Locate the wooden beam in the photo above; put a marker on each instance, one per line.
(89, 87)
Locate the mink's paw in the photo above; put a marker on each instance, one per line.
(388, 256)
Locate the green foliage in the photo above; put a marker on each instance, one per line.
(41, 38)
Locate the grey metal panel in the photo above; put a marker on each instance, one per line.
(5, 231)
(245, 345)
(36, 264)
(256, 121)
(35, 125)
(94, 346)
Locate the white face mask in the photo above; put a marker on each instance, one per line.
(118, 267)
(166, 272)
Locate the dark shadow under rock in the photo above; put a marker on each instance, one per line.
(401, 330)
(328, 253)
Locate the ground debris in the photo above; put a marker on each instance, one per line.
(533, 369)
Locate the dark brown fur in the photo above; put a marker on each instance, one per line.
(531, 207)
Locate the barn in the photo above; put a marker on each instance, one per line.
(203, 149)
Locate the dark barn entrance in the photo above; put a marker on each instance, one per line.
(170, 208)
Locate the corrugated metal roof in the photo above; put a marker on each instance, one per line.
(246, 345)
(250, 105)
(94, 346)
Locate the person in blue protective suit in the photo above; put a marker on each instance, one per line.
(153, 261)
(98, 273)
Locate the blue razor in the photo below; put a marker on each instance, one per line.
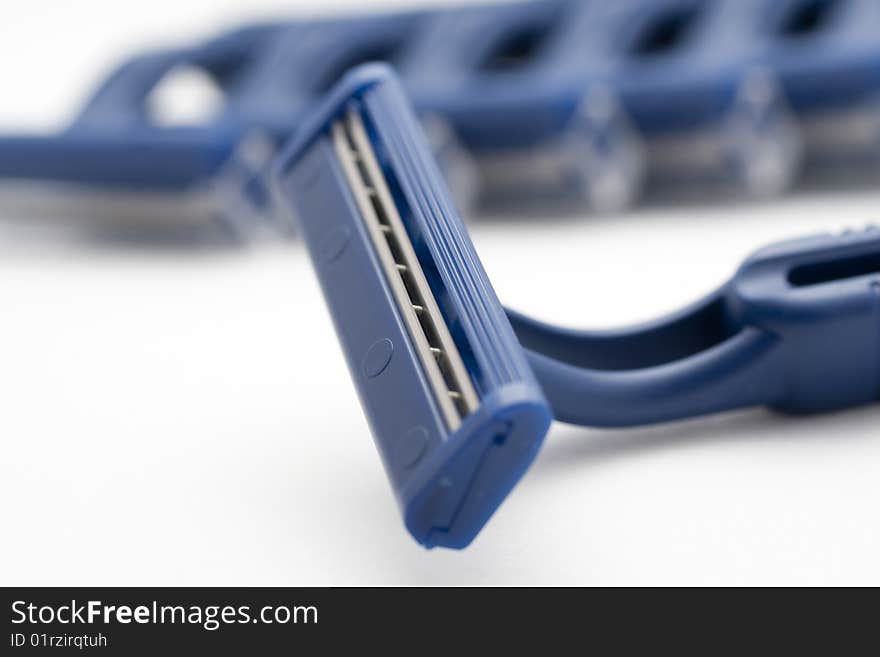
(454, 408)
(449, 379)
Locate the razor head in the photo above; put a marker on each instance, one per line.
(453, 406)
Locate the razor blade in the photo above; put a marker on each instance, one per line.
(454, 409)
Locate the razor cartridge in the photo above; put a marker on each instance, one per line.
(454, 409)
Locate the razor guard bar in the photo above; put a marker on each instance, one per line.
(448, 475)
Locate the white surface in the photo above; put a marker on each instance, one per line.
(176, 417)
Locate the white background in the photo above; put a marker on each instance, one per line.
(185, 417)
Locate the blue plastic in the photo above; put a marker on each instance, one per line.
(554, 98)
(448, 483)
(797, 329)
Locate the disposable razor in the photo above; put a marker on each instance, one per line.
(447, 377)
(454, 408)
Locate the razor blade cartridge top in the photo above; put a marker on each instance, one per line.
(454, 409)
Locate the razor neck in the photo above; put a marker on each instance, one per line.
(687, 365)
(796, 329)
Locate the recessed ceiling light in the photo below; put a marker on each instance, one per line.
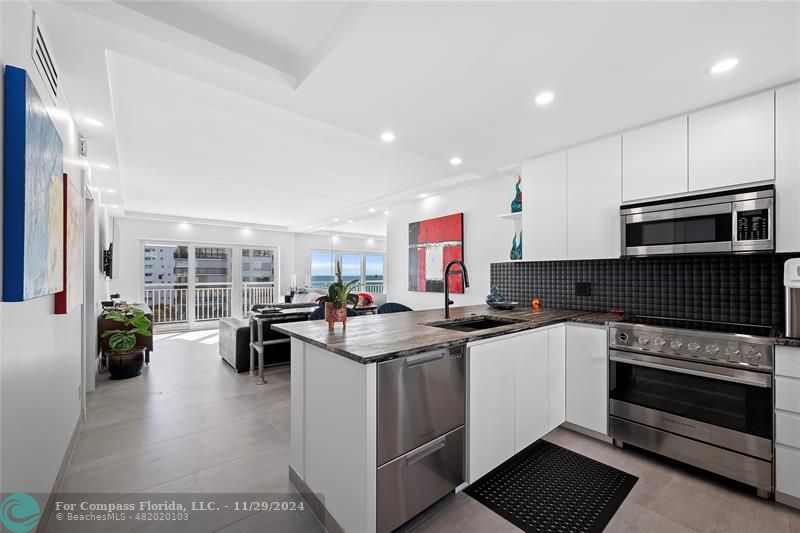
※
▸ **INSTRUCTIONS TO FOLLOW**
Output all the material verbatim, skipping every image.

▸ **OUTPUT OF THE EXERCISE**
Locate the wooden beam in the photo above; put a marker on each instance, one per line.
(89, 87)
Locate the mink's paw in the photo above; put a marker on each instance, one per line.
(388, 256)
Locate the green foliage in the photo above; put a marker on each instance, one per line.
(41, 38)
Locate the grey metal panel in the photo above; put a marker on each instance, one per line.
(5, 231)
(245, 345)
(36, 264)
(256, 121)
(35, 125)
(94, 346)
Locate the white face mask in the photo above; put a marker on each instance, one per line.
(118, 267)
(166, 272)
Locate the dark shadow under rock in the photo above; put a marker on each instance, one per line.
(401, 330)
(328, 253)
Locate the ground debris in the photo above; put a marker on each instance, one per line.
(533, 369)
Locate the dark brown fur in the photo above; put a marker on each instance, one per line.
(531, 207)
Locate the barn in the photo above; put a marker on each instance, one per line.
(203, 149)
Locate the dark barn entrance in the photo above; put a marker on each instance, one per line.
(170, 208)
Locate the corrugated metal roof in the photo above; put a marker on each instance, one per line.
(246, 345)
(250, 105)
(94, 346)
Locate the person in blue protective suit in the photo above; put a marker on each instance, one per line.
(153, 261)
(98, 273)
Locate the blue razor in the photo below; put a marker on each instance, one per line.
(454, 408)
(449, 379)
Locate the razor head in the photo above; put a marker on each instance, one per line.
(453, 406)
Locate the razor blade in the photo above; put a marker on each instance, one per line.
(454, 409)
Locate the razor cartridge in the photo above; put a marker on each instance, one per line.
(454, 409)
Locate the razor guard bar in the photo above; put a marker on each instance, one per line.
(448, 475)
Locate the white surface in the photo above; put a marker on each instance, one per line.
(176, 417)
Locate the white background in the photo above; put a marker on each instance, one per line.
(185, 417)
Locate the blue plastic in the photo above; put a marker on each instance, one per line.
(554, 98)
(448, 483)
(797, 329)
Locate the disposable razor in the photo above; put a marker on each instance, one per line.
(447, 377)
(454, 408)
Locate the razor blade cartridge top in the photo above; put a marker on each instance, one per line.
(454, 409)
Locate the razor neck in the photo above; put a marker on each instance, one per line.
(687, 365)
(796, 329)
Locate the recessed ceiling light in the photo below; put a marker on each instance, one per line.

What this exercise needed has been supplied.